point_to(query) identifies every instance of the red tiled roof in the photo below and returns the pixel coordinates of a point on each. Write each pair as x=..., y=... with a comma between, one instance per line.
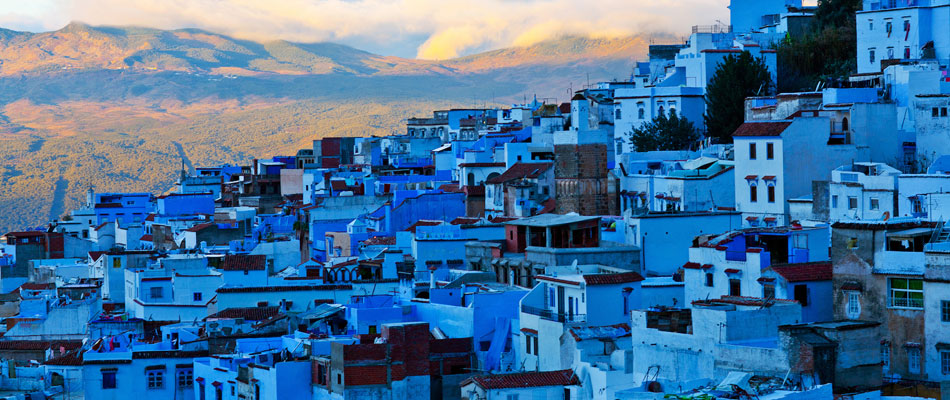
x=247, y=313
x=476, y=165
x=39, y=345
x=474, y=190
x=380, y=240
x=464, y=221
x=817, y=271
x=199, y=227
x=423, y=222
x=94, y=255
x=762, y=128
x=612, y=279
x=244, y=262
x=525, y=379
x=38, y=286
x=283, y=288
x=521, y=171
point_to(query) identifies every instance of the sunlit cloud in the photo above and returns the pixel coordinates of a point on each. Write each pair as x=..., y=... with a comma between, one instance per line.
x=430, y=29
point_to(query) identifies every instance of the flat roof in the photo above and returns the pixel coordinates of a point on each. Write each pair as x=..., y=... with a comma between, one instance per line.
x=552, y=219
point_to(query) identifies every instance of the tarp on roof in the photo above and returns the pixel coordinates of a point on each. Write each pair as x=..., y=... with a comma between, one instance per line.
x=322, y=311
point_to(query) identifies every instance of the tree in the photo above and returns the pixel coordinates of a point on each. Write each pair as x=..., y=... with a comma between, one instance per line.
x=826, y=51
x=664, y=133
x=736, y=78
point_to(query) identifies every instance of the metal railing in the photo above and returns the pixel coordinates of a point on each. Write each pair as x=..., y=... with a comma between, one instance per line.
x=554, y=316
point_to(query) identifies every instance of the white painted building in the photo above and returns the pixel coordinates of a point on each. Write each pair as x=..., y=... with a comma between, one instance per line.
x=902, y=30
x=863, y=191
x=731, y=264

* * *

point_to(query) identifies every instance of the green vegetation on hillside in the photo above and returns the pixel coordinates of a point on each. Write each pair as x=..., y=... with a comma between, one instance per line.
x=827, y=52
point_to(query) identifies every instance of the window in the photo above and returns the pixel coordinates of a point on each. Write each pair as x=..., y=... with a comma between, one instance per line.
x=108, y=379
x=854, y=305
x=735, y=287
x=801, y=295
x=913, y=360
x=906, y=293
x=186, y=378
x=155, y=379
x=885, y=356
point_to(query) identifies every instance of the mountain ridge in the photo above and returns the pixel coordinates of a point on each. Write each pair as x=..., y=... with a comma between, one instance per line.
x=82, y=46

* * *

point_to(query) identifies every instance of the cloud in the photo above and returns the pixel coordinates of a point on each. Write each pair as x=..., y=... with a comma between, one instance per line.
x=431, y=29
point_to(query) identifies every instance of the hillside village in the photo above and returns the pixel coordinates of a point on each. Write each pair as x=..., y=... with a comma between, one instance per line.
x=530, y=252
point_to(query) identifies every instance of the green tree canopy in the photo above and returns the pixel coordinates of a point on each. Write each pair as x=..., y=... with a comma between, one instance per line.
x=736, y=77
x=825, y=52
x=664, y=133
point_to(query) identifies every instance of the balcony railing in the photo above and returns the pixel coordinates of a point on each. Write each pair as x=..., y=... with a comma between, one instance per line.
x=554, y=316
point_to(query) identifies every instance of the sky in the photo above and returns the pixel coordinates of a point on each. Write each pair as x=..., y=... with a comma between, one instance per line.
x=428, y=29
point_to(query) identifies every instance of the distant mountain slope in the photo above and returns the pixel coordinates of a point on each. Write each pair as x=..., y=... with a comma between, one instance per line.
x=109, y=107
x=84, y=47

* * *

Rescale the stretch of the listing from the line containing "point_to(query) identifies every instance of the green tree" through the line containing "x=428, y=29". Repeat every line in that stretch, requests included, and multiply each x and y coordinate in the answers by 0.6, rounding to whole numbers with halves rounded up.

SOLUTION FOR THIS TASK:
point_to(query) identifies every instance of the green tree canopy in the photo above and returns the pixel coordinates of a point on each. Write each pair as x=..., y=... with a comma between, one instance per line.
x=442, y=46
x=495, y=31
x=398, y=80
point_to(query) identifies every instance of the balcony railing in the photo above and returns the pixel coordinates of a point on each. Write each pair as x=..., y=... with a comma between, one instance per line.
x=332, y=190
point_to(query) identifies every instance of the sky in the photo above and returns the pixel coordinates of a point on each. Write each pair as x=..., y=... with a comma between, one instance per line.
x=257, y=17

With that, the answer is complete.